#### [WHAT IS REQUIRED]
Count how many lines of the items below contain the word "black". Reply with the number alone.

[A run of items]
------------------------------
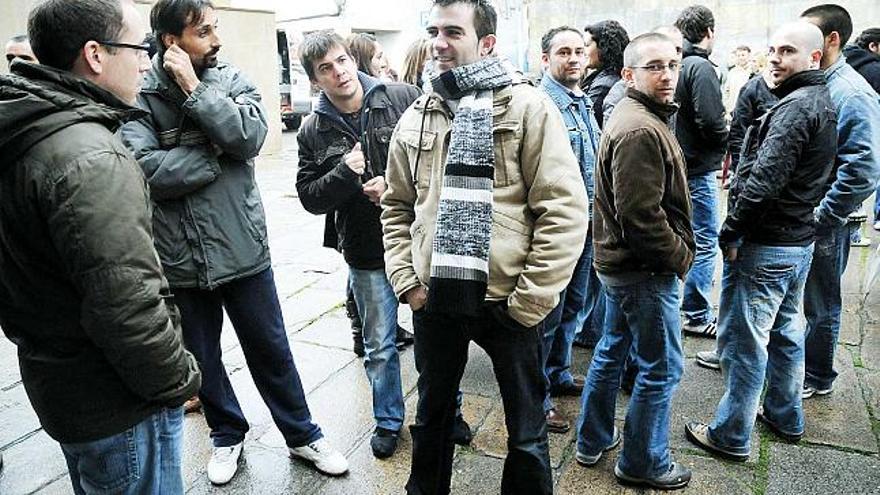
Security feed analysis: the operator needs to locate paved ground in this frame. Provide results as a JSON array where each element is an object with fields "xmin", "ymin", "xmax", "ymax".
[{"xmin": 0, "ymin": 133, "xmax": 880, "ymax": 495}]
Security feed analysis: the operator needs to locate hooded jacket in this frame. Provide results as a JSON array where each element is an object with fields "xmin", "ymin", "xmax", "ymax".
[
  {"xmin": 0, "ymin": 63, "xmax": 200, "ymax": 443},
  {"xmin": 122, "ymin": 55, "xmax": 270, "ymax": 289},
  {"xmin": 675, "ymin": 40, "xmax": 727, "ymax": 177},
  {"xmin": 719, "ymin": 70, "xmax": 837, "ymax": 246},
  {"xmin": 296, "ymin": 72, "xmax": 421, "ymax": 270}
]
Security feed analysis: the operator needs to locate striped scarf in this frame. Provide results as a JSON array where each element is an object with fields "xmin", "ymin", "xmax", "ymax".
[{"xmin": 427, "ymin": 57, "xmax": 520, "ymax": 316}]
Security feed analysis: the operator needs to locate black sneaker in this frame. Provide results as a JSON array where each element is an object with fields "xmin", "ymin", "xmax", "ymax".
[
  {"xmin": 370, "ymin": 426, "xmax": 399, "ymax": 459},
  {"xmin": 450, "ymin": 416, "xmax": 474, "ymax": 446},
  {"xmin": 614, "ymin": 462, "xmax": 691, "ymax": 490},
  {"xmin": 394, "ymin": 325, "xmax": 416, "ymax": 351}
]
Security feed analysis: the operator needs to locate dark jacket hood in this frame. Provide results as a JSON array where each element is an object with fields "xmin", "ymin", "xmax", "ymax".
[
  {"xmin": 0, "ymin": 62, "xmax": 142, "ymax": 170},
  {"xmin": 843, "ymin": 45, "xmax": 880, "ymax": 70}
]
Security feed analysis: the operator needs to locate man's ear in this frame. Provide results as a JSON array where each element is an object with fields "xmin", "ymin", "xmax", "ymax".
[
  {"xmin": 477, "ymin": 34, "xmax": 498, "ymax": 57},
  {"xmin": 80, "ymin": 41, "xmax": 107, "ymax": 76}
]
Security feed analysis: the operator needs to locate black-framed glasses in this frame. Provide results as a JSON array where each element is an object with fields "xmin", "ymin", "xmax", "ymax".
[
  {"xmin": 95, "ymin": 40, "xmax": 151, "ymax": 55},
  {"xmin": 632, "ymin": 62, "xmax": 681, "ymax": 74}
]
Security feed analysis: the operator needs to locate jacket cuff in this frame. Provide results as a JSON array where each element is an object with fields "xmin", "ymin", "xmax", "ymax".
[{"xmin": 507, "ymin": 291, "xmax": 559, "ymax": 328}]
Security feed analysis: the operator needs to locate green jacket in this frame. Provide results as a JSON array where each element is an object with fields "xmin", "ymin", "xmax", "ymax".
[
  {"xmin": 122, "ymin": 56, "xmax": 270, "ymax": 289},
  {"xmin": 0, "ymin": 63, "xmax": 200, "ymax": 443}
]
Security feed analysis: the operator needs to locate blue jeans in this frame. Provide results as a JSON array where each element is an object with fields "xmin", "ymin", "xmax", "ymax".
[
  {"xmin": 574, "ymin": 234, "xmax": 605, "ymax": 347},
  {"xmin": 406, "ymin": 302, "xmax": 553, "ymax": 495},
  {"xmin": 577, "ymin": 274, "xmax": 683, "ymax": 478},
  {"xmin": 804, "ymin": 224, "xmax": 853, "ymax": 389},
  {"xmin": 61, "ymin": 407, "xmax": 183, "ymax": 495},
  {"xmin": 348, "ymin": 268, "xmax": 404, "ymax": 431},
  {"xmin": 541, "ymin": 240, "xmax": 592, "ymax": 411},
  {"xmin": 709, "ymin": 242, "xmax": 813, "ymax": 454},
  {"xmin": 681, "ymin": 172, "xmax": 718, "ymax": 325},
  {"xmin": 172, "ymin": 268, "xmax": 323, "ymax": 447}
]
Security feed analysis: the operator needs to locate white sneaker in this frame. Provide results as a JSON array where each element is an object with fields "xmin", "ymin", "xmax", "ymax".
[
  {"xmin": 290, "ymin": 438, "xmax": 348, "ymax": 476},
  {"xmin": 208, "ymin": 442, "xmax": 244, "ymax": 485}
]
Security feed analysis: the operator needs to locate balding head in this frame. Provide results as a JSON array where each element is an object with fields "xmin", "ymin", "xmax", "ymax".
[{"xmin": 767, "ymin": 21, "xmax": 824, "ymax": 86}]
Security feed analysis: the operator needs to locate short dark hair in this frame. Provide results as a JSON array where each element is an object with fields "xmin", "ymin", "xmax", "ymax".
[
  {"xmin": 541, "ymin": 26, "xmax": 584, "ymax": 53},
  {"xmin": 623, "ymin": 33, "xmax": 675, "ymax": 68},
  {"xmin": 434, "ymin": 0, "xmax": 498, "ymax": 38},
  {"xmin": 584, "ymin": 21, "xmax": 629, "ymax": 74},
  {"xmin": 348, "ymin": 33, "xmax": 379, "ymax": 77},
  {"xmin": 150, "ymin": 0, "xmax": 214, "ymax": 54},
  {"xmin": 801, "ymin": 3, "xmax": 852, "ymax": 47},
  {"xmin": 855, "ymin": 28, "xmax": 880, "ymax": 50},
  {"xmin": 299, "ymin": 31, "xmax": 351, "ymax": 81},
  {"xmin": 28, "ymin": 0, "xmax": 125, "ymax": 71},
  {"xmin": 675, "ymin": 5, "xmax": 715, "ymax": 43}
]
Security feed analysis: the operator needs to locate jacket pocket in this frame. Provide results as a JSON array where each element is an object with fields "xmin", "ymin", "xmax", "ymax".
[
  {"xmin": 397, "ymin": 129, "xmax": 437, "ymax": 189},
  {"xmin": 492, "ymin": 120, "xmax": 522, "ymax": 187}
]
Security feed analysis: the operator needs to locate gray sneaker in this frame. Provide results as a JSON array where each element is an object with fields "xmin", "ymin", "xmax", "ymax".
------------------------------
#### [TASK OUTPUT]
2